Update these rows by changing every "even-odd rule" to "even-odd fill rule" and leaving everything else as it is. Omit the pictures from your answer.

Picture region annotation data:
-- START --

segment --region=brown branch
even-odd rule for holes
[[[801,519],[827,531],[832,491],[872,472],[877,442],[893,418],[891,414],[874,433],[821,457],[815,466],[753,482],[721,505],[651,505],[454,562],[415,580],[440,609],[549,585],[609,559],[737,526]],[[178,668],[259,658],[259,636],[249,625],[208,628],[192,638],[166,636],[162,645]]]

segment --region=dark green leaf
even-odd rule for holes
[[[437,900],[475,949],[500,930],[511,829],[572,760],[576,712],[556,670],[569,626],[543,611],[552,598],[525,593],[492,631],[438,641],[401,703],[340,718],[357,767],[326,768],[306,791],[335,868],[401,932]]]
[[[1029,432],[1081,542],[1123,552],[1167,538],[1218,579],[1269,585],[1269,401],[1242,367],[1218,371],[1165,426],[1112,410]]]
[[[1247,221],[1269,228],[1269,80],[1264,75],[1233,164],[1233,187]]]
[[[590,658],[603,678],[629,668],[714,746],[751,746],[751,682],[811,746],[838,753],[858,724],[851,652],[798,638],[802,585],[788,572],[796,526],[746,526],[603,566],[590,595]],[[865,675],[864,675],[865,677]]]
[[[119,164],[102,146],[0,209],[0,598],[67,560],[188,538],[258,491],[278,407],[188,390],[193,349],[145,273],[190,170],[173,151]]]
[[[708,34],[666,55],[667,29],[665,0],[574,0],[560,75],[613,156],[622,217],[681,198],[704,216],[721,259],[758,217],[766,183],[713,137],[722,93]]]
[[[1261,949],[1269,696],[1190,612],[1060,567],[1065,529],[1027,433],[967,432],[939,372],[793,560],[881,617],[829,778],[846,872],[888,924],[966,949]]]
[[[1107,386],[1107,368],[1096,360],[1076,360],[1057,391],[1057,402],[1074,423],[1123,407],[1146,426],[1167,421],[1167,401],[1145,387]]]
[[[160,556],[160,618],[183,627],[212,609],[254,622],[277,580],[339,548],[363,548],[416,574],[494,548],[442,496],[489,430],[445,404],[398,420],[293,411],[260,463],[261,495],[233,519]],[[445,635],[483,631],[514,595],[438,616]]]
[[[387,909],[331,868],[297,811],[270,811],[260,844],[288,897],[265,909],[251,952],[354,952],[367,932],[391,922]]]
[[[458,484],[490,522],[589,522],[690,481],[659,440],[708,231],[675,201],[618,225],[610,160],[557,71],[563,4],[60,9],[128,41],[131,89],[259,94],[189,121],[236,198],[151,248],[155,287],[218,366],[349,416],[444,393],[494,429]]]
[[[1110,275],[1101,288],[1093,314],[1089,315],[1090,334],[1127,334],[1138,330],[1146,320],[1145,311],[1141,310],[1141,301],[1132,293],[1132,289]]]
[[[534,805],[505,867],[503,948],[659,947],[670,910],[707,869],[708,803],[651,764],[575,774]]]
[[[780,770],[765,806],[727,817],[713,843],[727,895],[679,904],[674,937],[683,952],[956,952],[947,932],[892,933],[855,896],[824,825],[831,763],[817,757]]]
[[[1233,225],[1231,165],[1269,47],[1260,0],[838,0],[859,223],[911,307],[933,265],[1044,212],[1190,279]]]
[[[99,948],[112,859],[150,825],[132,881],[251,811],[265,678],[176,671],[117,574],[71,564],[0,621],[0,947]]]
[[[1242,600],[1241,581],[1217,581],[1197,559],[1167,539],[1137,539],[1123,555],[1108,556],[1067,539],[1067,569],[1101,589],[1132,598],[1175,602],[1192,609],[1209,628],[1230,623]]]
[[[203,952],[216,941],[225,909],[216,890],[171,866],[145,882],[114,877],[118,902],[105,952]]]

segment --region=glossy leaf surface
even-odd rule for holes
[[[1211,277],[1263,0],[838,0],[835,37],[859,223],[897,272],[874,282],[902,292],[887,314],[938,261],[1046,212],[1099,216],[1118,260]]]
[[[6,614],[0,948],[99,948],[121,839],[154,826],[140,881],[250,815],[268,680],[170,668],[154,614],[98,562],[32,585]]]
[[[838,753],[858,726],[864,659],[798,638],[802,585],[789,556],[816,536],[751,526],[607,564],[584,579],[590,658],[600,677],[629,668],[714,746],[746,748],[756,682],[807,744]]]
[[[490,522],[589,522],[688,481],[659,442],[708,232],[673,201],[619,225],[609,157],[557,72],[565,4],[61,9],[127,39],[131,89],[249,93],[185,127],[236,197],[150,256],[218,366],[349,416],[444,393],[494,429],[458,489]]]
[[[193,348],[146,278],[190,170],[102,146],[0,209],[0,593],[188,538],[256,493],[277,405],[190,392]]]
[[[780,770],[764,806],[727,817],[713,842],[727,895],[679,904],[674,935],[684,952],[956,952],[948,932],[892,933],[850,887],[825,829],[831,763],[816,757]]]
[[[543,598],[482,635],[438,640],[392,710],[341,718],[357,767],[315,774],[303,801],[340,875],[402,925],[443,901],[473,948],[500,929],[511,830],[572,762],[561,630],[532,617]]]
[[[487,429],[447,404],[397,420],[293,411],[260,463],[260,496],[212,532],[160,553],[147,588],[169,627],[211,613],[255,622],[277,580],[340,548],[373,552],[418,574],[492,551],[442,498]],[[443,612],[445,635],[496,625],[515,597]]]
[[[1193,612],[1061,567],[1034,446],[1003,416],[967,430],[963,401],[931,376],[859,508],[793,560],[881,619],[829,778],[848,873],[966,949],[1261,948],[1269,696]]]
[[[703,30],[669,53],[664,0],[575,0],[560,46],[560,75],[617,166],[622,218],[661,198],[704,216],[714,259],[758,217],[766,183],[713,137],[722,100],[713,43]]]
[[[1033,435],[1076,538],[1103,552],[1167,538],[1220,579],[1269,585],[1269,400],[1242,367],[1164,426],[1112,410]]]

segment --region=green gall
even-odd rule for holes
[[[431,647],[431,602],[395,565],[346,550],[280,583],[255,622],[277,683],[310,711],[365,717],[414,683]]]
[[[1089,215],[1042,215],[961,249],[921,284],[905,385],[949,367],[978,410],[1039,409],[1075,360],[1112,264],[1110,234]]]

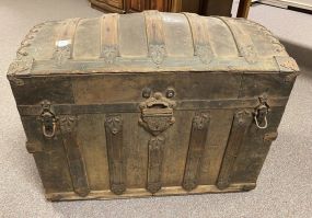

-- END --

Solution for this task:
segment --region=brown branch
even-odd fill rule for holes
[[[801,519],[827,531],[832,491],[872,472],[877,442],[893,418],[891,414],[874,433],[821,457],[815,466],[753,482],[721,505],[651,505],[454,562],[415,580],[440,609],[549,585],[609,559],[737,526]],[[178,668],[259,658],[259,636],[249,625],[208,628],[192,638],[166,636],[162,645]]]

segment --region=dark green leaf
even-odd fill rule for holes
[[[437,900],[475,949],[500,930],[511,829],[572,760],[576,712],[556,670],[569,626],[543,611],[552,598],[525,593],[492,631],[438,641],[401,703],[340,718],[357,767],[326,768],[306,791],[335,868],[401,932]]]
[[[1029,432],[1081,542],[1123,552],[1167,538],[1218,579],[1269,585],[1269,401],[1242,367],[1218,371],[1165,426],[1112,410]]]
[[[1247,221],[1269,228],[1269,80],[1264,75],[1233,164],[1233,187]]]
[[[590,658],[603,678],[629,668],[714,746],[751,746],[751,682],[811,746],[838,753],[858,724],[851,652],[798,638],[802,585],[788,572],[796,526],[746,526],[603,566],[590,595]],[[865,675],[864,675],[865,677]]]
[[[119,164],[102,146],[0,209],[0,598],[67,560],[188,538],[258,491],[278,407],[188,390],[193,349],[145,273],[190,170],[173,151]]]
[[[708,34],[666,55],[667,29],[665,0],[574,0],[560,75],[613,156],[622,217],[681,198],[704,216],[721,259],[758,217],[766,183],[713,137],[722,93]]]
[[[1261,949],[1269,696],[1190,612],[1060,567],[1065,529],[1027,433],[967,432],[939,372],[793,560],[881,617],[829,778],[846,872],[888,924],[966,949]]]
[[[1107,386],[1107,368],[1096,360],[1076,360],[1057,391],[1057,402],[1074,423],[1123,407],[1146,426],[1167,421],[1167,401],[1145,387]]]
[[[160,556],[160,618],[183,627],[212,609],[254,622],[277,580],[339,548],[363,548],[416,574],[494,548],[442,496],[489,430],[445,404],[398,420],[293,411],[260,463],[261,495],[233,519]],[[445,635],[483,631],[514,595],[438,616]]]
[[[387,909],[331,868],[297,811],[270,811],[260,844],[288,897],[265,909],[251,952],[354,952],[367,932],[391,922]]]
[[[458,484],[490,522],[589,522],[690,481],[659,440],[708,231],[675,201],[618,225],[610,160],[557,71],[563,4],[60,9],[128,41],[131,89],[259,94],[189,121],[236,198],[151,248],[155,287],[218,366],[349,416],[444,393],[494,429]]]
[[[1110,275],[1101,288],[1093,314],[1089,315],[1090,334],[1127,334],[1138,330],[1146,320],[1145,311],[1141,310],[1141,301],[1132,293],[1132,289]]]
[[[534,805],[505,867],[503,948],[659,947],[670,910],[707,869],[708,803],[651,764],[575,774]]]
[[[780,770],[765,806],[727,817],[713,843],[727,895],[679,904],[674,937],[683,952],[956,952],[947,932],[892,933],[855,896],[824,825],[831,763],[817,757]]]
[[[1233,225],[1231,165],[1269,47],[1260,0],[838,0],[859,223],[911,307],[933,265],[1044,212],[1190,279]]]
[[[99,948],[112,859],[150,825],[132,881],[251,811],[265,678],[176,671],[117,574],[71,564],[0,621],[0,947]]]
[[[1242,600],[1241,581],[1217,581],[1197,559],[1167,539],[1137,539],[1123,555],[1108,556],[1067,539],[1067,569],[1101,589],[1132,598],[1175,602],[1192,609],[1209,628],[1230,623]]]
[[[203,952],[216,941],[225,909],[216,890],[171,866],[145,882],[114,877],[118,902],[105,952]]]

segment --region=glossy leaf surface
even-odd fill rule for holes
[[[1211,277],[1263,0],[838,0],[835,37],[859,223],[897,272],[874,282],[902,292],[887,314],[938,261],[1046,212],[1099,216],[1118,260]]]
[[[6,614],[0,948],[99,948],[121,839],[154,826],[140,881],[250,815],[268,680],[170,668],[154,614],[98,562],[32,585]]]
[[[838,753],[858,726],[864,659],[798,638],[802,585],[789,556],[816,536],[751,526],[607,564],[584,579],[590,658],[600,677],[629,668],[714,746],[746,748],[756,682],[807,744]]]
[[[490,522],[589,522],[688,481],[659,442],[708,232],[673,201],[619,225],[609,157],[557,72],[565,4],[61,9],[127,39],[131,89],[249,93],[185,127],[236,197],[150,256],[218,366],[349,416],[444,393],[494,429],[458,489]]]
[[[193,348],[146,278],[190,170],[102,146],[0,209],[0,593],[188,538],[256,493],[277,405],[190,392]]]
[[[780,770],[764,806],[727,817],[713,842],[727,895],[679,904],[674,935],[684,952],[956,952],[948,932],[892,933],[850,887],[825,829],[831,763],[816,757]]]
[[[543,598],[482,635],[438,640],[392,710],[341,718],[357,767],[315,774],[303,801],[340,875],[402,925],[443,901],[473,948],[500,929],[511,830],[572,762],[561,630],[532,617]]]
[[[487,429],[447,404],[397,420],[293,411],[260,463],[260,496],[212,532],[160,553],[147,588],[169,627],[211,613],[255,622],[277,580],[340,548],[373,552],[418,574],[492,551],[442,498]],[[443,612],[445,635],[496,625],[515,597]]]
[[[1193,612],[1061,567],[1034,446],[1003,416],[967,430],[963,401],[931,376],[859,508],[793,560],[881,619],[829,778],[848,873],[966,949],[1261,948],[1269,696]]]
[[[703,30],[669,53],[664,0],[575,0],[560,46],[560,75],[617,166],[622,218],[661,198],[704,216],[714,259],[758,217],[766,183],[713,137],[722,100],[713,43]]]
[[[1033,435],[1076,538],[1103,552],[1167,538],[1220,579],[1269,585],[1269,400],[1242,367],[1164,426],[1112,410]]]

segment --region=green gall
even-odd fill rule for holes
[[[431,647],[431,602],[395,565],[346,550],[280,583],[255,622],[277,683],[310,711],[365,717],[414,683]]]
[[[1089,215],[1042,215],[961,249],[921,284],[905,385],[949,367],[978,410],[1039,409],[1075,360],[1112,264],[1110,234]]]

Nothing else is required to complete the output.